*** Opening of Provided information ***

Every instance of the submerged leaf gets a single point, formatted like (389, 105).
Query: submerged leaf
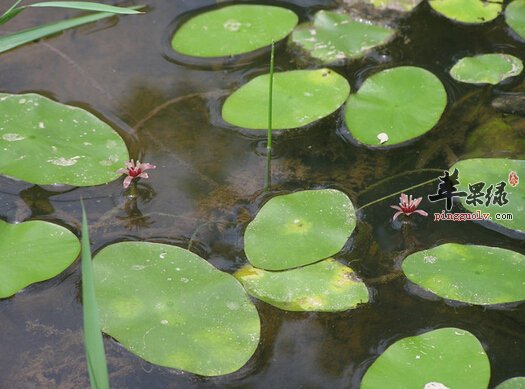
(172, 308)
(486, 68)
(334, 36)
(299, 228)
(300, 97)
(33, 251)
(444, 358)
(45, 142)
(326, 286)
(468, 273)
(233, 30)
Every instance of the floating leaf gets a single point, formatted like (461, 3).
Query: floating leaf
(512, 383)
(45, 142)
(174, 309)
(299, 228)
(403, 103)
(300, 97)
(33, 251)
(468, 273)
(325, 286)
(486, 68)
(334, 36)
(493, 171)
(515, 17)
(451, 357)
(468, 11)
(232, 30)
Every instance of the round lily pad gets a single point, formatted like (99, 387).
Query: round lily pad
(515, 17)
(44, 142)
(444, 358)
(172, 308)
(472, 274)
(300, 97)
(468, 11)
(324, 286)
(299, 228)
(402, 103)
(486, 68)
(333, 36)
(489, 174)
(33, 251)
(232, 30)
(512, 383)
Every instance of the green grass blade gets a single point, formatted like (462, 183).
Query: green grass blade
(93, 343)
(86, 6)
(8, 42)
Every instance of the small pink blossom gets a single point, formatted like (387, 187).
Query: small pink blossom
(407, 206)
(135, 171)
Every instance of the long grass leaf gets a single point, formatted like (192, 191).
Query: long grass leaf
(8, 42)
(93, 343)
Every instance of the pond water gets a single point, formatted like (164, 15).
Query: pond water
(209, 184)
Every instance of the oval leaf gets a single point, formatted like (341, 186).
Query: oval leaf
(33, 251)
(233, 30)
(515, 17)
(325, 286)
(486, 68)
(402, 103)
(300, 97)
(512, 383)
(334, 36)
(174, 309)
(299, 228)
(451, 357)
(467, 273)
(468, 11)
(487, 172)
(45, 142)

*** Close of Provided information ***

__What you will do__: Every line above that includes the word "point" should be listed.

__Solution for this problem__:
Every instance of the submerged leaf gets a single point, formatted like (389, 105).
Every instance of the floating leaf gets a single point, formatted like (461, 3).
Every instance of the round lily pad gets a single point, formatted like (99, 387).
Every instance of the green grass blade gets a single point, formatted like (462, 183).
Every instance of the small pink blossom gets a single point, formatted like (387, 187).
Every instance of the long grass leaf gets a single point, formatted like (192, 191).
Every instance of the pond water gets a single point, formatted like (164, 15).
Every instance of the oval leaf gets a single point, formatted like (341, 186).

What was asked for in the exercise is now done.